**SOURCE PASSAGE**:
Start of Block

Welcome to the Statistics in Pharmaceuticals (SIP2022) conference. This unique conference aims to introduce a career in pharmaceutical industry to students studying in quantitative fields, especially statistics and data sciences. This two-day conference will connect you to the world of clinical statistics, and show you how statistics contributes to different phases and aspects of drug development and to improve patients’ lives.
View the conference on Whova web portal. You can also watch the sessions on Whova mobile app.
The University of Connecticut Storrs Campus is located in the northeast corner of Connecticut, off of Interstate 84. The conference will be held at the Lawrence D. McHugh Hall (MCHU).
Hotel: Hotel reservation can be made through the hotel reservation link. Alternatively, please call the Graduate Hotel at 860-427-7888 and ask for reservations.
Parking on Campus: Most visitors to UConn’s Storrs campus park in the South Garage, which are open 24 hours per day throughout the calendar year. The maximum duration of a single parking session in the South Garage is 3-days (72-hours) unless a parking session of longer duration is authorized in writing by Parking Services. More details and the garage parking rates. Please note the North Garage is closed this summer. PayByPhone parking is available in multiple locations. All the conference participants should pay close attention to all speed limit signs on and around campus. The usual speed limit around UCONN is about 25 or 30 mph. SAFE DRIVING!
Internet Access: Please refer to the UCONN-GUEST page for internet access at UConn campus.

End of Block

**INFORMATION SUPPLIED**:
Start of Block

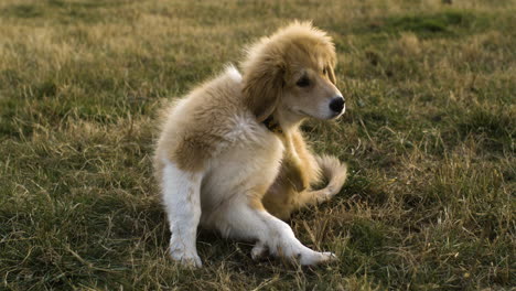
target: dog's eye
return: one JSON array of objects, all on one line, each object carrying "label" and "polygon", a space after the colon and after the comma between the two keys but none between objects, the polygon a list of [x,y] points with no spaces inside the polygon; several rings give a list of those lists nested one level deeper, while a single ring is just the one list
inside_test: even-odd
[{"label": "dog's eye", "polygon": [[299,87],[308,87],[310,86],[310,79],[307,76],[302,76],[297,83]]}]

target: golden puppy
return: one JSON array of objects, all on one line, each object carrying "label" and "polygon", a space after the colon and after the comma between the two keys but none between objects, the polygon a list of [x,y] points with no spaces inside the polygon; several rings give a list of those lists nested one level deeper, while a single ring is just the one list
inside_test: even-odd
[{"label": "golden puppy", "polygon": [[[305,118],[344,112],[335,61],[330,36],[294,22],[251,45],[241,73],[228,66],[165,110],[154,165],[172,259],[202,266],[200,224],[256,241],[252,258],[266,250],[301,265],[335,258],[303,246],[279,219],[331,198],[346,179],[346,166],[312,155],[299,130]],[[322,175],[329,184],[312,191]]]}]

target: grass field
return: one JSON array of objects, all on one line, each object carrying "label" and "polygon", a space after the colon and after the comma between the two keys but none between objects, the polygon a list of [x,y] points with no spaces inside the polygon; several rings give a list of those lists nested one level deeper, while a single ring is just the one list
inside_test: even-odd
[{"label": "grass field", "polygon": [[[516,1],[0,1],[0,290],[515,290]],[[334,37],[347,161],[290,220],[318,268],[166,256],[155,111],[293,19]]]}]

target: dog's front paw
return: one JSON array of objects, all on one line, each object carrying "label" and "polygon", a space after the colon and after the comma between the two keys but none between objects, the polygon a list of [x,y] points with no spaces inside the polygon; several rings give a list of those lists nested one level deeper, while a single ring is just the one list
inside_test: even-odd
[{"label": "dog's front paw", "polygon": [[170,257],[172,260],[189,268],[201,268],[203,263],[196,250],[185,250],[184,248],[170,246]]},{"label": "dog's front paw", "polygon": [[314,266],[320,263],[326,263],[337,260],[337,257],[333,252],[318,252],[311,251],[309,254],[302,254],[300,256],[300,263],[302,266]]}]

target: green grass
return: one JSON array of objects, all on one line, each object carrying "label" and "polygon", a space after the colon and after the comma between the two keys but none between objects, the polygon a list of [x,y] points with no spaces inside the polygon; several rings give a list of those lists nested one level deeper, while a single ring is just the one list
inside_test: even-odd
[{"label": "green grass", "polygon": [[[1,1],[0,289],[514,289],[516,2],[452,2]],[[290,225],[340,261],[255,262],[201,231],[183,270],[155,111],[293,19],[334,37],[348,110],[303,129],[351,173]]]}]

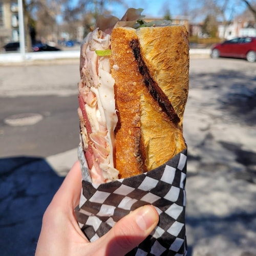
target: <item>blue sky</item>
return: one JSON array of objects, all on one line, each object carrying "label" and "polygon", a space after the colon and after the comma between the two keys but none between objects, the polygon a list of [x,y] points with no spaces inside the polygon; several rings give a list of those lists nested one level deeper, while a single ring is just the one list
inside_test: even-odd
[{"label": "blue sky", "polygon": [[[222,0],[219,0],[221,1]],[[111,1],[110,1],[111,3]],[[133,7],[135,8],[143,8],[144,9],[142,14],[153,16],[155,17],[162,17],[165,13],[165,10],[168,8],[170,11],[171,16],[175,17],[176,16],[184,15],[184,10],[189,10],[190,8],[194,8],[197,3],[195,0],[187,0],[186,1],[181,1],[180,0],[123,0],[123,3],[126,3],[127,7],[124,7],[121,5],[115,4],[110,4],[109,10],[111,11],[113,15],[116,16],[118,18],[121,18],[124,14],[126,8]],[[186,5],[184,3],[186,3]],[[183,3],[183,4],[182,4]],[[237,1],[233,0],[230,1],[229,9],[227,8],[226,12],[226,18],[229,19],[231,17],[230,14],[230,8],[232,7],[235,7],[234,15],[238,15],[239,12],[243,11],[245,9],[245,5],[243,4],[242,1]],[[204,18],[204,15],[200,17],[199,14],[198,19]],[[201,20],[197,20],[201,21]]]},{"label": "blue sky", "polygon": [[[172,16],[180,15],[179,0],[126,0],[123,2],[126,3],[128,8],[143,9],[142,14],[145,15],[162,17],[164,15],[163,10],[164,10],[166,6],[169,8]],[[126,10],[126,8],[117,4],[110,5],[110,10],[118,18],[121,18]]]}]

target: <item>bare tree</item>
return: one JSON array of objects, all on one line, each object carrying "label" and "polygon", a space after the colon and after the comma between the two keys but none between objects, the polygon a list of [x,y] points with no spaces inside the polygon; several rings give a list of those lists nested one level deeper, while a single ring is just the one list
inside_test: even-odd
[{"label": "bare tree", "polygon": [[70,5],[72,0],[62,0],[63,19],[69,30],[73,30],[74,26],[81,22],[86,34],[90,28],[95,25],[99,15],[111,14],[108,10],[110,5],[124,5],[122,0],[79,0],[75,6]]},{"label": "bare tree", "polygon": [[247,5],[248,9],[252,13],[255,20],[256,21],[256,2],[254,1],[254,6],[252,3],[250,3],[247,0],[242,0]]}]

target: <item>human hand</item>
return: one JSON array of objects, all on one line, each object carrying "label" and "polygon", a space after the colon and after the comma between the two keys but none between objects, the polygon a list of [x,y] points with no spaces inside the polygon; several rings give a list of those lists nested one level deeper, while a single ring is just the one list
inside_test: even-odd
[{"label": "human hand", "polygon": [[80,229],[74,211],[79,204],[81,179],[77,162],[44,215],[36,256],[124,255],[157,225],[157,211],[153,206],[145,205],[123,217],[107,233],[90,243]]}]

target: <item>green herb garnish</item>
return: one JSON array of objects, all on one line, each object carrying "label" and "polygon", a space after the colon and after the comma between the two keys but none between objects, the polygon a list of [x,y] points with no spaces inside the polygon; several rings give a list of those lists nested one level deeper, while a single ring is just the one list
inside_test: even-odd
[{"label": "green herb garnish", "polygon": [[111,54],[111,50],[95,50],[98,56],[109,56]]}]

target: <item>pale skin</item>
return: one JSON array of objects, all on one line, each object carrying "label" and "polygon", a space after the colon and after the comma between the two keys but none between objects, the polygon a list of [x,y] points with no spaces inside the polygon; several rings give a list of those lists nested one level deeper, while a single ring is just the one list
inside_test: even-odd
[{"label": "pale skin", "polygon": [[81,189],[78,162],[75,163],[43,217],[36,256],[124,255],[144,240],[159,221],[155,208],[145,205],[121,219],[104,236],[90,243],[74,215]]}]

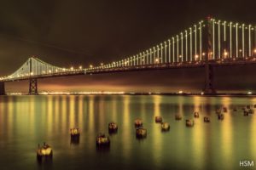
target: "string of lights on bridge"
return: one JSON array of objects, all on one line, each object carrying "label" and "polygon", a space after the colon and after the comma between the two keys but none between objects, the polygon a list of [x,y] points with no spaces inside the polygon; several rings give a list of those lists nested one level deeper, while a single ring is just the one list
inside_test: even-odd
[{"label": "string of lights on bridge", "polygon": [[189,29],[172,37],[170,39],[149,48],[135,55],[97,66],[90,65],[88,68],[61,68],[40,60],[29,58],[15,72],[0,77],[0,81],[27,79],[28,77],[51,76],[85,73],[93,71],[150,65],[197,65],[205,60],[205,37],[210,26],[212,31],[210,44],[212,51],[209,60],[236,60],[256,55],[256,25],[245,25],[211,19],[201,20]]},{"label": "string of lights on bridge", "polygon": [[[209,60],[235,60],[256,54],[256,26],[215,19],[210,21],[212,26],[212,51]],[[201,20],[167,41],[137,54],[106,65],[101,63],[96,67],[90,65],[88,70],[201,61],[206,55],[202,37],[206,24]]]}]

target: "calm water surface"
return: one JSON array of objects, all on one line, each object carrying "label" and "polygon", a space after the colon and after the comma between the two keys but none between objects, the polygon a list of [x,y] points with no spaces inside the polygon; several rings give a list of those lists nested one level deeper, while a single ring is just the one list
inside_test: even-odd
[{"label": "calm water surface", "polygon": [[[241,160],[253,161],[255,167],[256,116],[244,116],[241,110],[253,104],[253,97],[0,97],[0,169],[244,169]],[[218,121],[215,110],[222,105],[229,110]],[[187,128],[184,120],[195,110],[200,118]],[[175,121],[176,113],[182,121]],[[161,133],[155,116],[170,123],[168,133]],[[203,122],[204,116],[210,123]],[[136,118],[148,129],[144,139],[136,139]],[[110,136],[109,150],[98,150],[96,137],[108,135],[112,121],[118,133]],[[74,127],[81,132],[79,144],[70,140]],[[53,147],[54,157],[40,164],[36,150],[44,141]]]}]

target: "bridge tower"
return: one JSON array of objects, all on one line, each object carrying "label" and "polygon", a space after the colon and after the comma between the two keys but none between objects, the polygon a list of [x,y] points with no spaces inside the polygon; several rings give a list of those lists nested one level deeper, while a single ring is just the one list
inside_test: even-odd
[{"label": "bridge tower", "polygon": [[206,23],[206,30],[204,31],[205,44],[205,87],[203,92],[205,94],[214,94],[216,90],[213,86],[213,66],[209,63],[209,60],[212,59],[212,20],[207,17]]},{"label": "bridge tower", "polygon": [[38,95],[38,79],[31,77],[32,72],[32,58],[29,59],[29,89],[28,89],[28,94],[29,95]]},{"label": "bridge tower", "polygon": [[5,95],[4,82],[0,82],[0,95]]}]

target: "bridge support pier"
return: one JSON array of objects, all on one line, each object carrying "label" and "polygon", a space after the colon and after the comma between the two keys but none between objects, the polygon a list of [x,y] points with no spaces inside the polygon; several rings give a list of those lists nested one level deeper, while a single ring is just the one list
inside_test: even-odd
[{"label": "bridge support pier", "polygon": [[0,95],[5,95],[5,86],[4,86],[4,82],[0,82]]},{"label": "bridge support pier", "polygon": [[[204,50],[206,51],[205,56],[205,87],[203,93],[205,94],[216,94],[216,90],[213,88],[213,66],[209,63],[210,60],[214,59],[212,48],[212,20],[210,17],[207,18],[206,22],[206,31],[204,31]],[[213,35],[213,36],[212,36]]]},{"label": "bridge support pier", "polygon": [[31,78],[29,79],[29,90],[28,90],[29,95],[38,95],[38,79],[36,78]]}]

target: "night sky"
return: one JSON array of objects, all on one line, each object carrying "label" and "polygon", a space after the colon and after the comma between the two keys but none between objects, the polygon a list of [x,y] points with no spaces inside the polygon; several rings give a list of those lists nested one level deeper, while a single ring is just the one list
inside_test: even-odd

End of Block

**BRIEF**: Pick up the SIP2022 conference information page after its final sentence and write what comes next.

**EXPECTED ANSWER**:
Speaker: Dr. John Scott (attend in-person), FDA
John Scott is Director of the Division of Biostatistics in the FDA's Center for Biologics Evaluation and Research, where he has also served as a statistical reviewer for blood products and for cellular, tissue and gene therapies. Prior to joining the FDA in 2008, he worked in psychiatric clinical trials at the Western Psychiatric Institute and Clinic of the University of Pittsburgh Medical Center. He has authored or co-authored numerous articles in areas including Bayesian and adaptive clinical trial design and analysis, vaccine and drug safety, data and text mining, and benefit-risk assessment. He is the CBER lead for 21st Century Cures and PDUFA efforts in Complex and Innovative Trial Design and has been heavily involved in a number of FDA's statistical policy and outreach projects, including the 2019 Adaptive Design Guidance for Drugs and Biologics, the 2020 Guidance on Interacting with the FDA on Complex Innovative Trial Design, the ICH E9(R1) expert working group on estimands and sensitivity analyses, and the ICH E20 expert working group on adaptive designs. Dr. Scott holds a Ph.D. in Biostatistics from the University of Pittsburgh, an A.M. in Mathematics from Washington University in St. Louis, and a B.A. in Liberal Arts from Sarah Lawrence College. He is a Fellow of the American Statistical Association and is a past Editor of the journal, Pharmaceutical Statistics.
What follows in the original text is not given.